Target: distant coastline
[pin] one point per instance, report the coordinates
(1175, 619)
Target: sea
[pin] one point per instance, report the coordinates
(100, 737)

**Required task:**
Revise the listing above so that every occurrence of "coordinates" reads "position", keeping all other text the same.

**Right answer:**
Target: distant coastline
[pin] one point per instance, report the position
(1175, 619)
Target: sea
[pin] one point per instance, report the position
(100, 737)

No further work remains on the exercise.